#### YOUR INSTRUCTIONS:
Render every line of the data exactly as written, and leave out the pictures.

#### INFORMATION PROVIDED:
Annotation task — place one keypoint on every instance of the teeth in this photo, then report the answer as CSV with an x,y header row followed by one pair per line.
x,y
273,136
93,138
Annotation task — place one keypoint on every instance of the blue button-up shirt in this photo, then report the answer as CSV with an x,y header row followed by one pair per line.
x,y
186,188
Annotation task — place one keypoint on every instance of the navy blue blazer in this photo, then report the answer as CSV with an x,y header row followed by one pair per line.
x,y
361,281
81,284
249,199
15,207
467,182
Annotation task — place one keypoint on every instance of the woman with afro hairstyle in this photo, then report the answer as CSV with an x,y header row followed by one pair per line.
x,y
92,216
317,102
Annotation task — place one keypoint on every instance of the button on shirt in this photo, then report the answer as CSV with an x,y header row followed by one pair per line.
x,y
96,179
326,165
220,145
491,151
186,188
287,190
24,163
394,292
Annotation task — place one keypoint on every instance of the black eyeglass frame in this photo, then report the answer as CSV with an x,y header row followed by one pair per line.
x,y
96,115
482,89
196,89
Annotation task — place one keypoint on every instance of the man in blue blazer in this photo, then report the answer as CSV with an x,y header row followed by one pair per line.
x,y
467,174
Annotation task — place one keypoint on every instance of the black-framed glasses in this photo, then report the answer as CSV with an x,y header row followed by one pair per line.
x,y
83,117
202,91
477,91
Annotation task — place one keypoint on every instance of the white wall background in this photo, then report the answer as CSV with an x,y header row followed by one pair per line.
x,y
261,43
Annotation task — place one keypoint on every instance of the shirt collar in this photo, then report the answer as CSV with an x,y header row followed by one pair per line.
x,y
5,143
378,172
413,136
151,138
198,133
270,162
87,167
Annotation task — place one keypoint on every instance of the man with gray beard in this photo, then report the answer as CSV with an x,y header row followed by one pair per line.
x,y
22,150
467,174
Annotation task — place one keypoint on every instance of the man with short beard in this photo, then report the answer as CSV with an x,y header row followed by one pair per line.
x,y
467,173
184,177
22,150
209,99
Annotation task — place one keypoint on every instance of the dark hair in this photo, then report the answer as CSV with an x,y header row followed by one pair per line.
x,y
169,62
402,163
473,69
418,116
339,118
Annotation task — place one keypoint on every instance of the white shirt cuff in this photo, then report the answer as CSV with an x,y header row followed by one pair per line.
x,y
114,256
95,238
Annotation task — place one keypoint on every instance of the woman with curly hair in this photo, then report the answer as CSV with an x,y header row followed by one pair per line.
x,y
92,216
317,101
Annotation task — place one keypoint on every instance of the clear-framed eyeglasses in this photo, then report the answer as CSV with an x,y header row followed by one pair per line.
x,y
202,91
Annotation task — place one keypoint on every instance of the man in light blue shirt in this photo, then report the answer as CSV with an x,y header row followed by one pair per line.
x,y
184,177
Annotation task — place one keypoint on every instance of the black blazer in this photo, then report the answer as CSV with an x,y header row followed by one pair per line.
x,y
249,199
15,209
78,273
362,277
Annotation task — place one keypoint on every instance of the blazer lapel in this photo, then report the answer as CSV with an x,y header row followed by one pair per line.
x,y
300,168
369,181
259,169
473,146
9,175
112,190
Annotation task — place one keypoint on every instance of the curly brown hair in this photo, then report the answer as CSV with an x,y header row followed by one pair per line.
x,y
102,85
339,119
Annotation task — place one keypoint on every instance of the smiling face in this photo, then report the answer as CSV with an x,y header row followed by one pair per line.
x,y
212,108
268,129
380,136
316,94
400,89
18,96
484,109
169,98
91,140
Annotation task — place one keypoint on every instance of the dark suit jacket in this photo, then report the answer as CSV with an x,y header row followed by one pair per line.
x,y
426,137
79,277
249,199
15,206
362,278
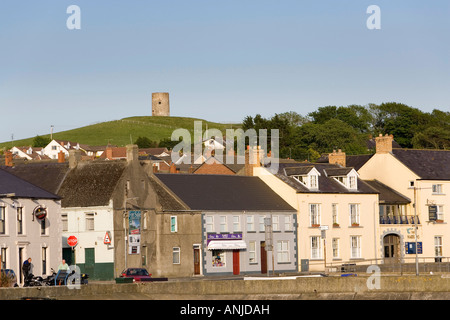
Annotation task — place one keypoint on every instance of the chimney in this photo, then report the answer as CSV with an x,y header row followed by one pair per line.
x,y
8,159
384,143
61,157
74,158
253,158
337,158
132,153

#### SOLUTION TO THIS TASK:
Annotation task — place one keypoint on every instance of the teeth in this photo, then report the answer as CSV with an x,y header row followed by one pair per line.
x,y
273,136
93,138
Annotation task — place one keypoint on every instance of the blue button-up shirt in this photo, then report the answer as CSV with an x,y header row followed by one pair per line.
x,y
186,188
Annotation task — place one keypoint on every instance of the navy blue blazer in this photo, then report the answer as CSV with an x,y header row followed by one pair per line.
x,y
361,281
81,284
249,199
15,207
467,182
Annotation task — place one keypoint on every instance of the woman with afro hairstyle in this photo, then report the answer as CSV with an x,y header row followed by one pair per line.
x,y
92,216
317,102
Annotation task — place one keypoint on every instance of the button on shirt in this photo, then report the answer as CSV with an x,y header row followed by one pair per line.
x,y
96,179
326,165
220,145
491,151
186,188
287,190
24,163
394,292
Annotation task — place one keypoint on every instance of the black eyeglass frame in this photo, then report the answer as CSV with an x,y header row followed by one pair per line.
x,y
96,115
482,89
196,89
Annotation task — place one keypoint on every instance of the man in blue blazer in this photo, then report the answer as CSV with an x,y header row followed by one pair per line.
x,y
467,174
Annotation task — place one keypoint on every instance of the black-framed glasses in this photo, then report the answer as CSV with an x,y header row followed by one pair per line.
x,y
83,117
202,91
477,91
Annotation task — place one keypoint on every instance of the white wall background in this photo, then report the answer as CSV with an x,y header row followed by one pair per line.
x,y
261,43
Annotation task — place one keypoint on every instance of the shirt collar in this photo, then report the answer as CSV with an x,y header row followed by one pair per line.
x,y
5,143
378,172
413,136
151,138
198,133
270,162
87,167
Annotation task — place one keypoint on every instance of the man with gray beard in this photo, then report the answer as CSV with an x,y header row followed by one pair per line.
x,y
22,150
467,174
Annotation task — place one keypoint on every instance of the man with short beard in this photo, then report the answer as CSV with an x,y header row followed by one pair per line.
x,y
467,173
184,177
22,150
209,99
Annotation task — place one keypoint on every instance of the dark hair in this photo, then report the answer as CSV with an x,y header row followed by one pair per line.
x,y
169,62
402,163
473,69
418,116
339,118
Annotation task — place one keypoint on every instance of the white shirt cuff in this photo, then report the answer as CSV with an x,y header row followed by one pair per line.
x,y
114,256
95,238
Annotation task — place one keypoint on every instance of the woman with curly hair in this photo, then report the answer as CSV with an x,y header row followed by one pair per line.
x,y
92,216
317,101
Annotation task — place one keypoint on every instance of the clear-framed eyeglasses in this photo, then report the answer as CSV with an x,y header row followed by one pair per line.
x,y
202,91
Annotation task — place one keypoint on every instance of the man in light blue shirt in this photo, then report the answer as CSV with an x,y header row followed by one pair per line.
x,y
184,177
Annotation task — place one keypoint on every instance of the black blazer in this photo, then report the answer as CSV with an x,y header row followed by one pair per line.
x,y
249,199
15,209
78,273
362,277
Annotation task — place one keypoint on every instance of the blazer lapel in this photo, then report the answer as CSV with an x,y header row followed by one pair per line.
x,y
300,168
369,181
259,169
473,146
9,175
112,190
Annotation task — place one keypoint on every instance of the curly brown hair in this photo, then report the answer as CSV with an x,y header row followed by one pair per line.
x,y
102,85
339,119
Annotation task — place one keypoint on every instance of the smiling face in this photo, then report the answer as CSV with an x,y header row followed by one pair per line.
x,y
212,108
268,129
380,136
316,94
400,89
18,96
484,109
169,98
91,140
Annotation task — place one keypoint on every instance of the dark suit jacket in this photo, then report the answer as CSV with an x,y header row followed by one pair per line.
x,y
426,137
79,277
249,199
15,206
362,278
Annotation task — place one keypoint on every instance of the chimney in this photo, then report the answer as CSV with an x,y header row followed by one pair per line.
x,y
8,159
384,143
61,157
74,158
253,158
337,158
132,153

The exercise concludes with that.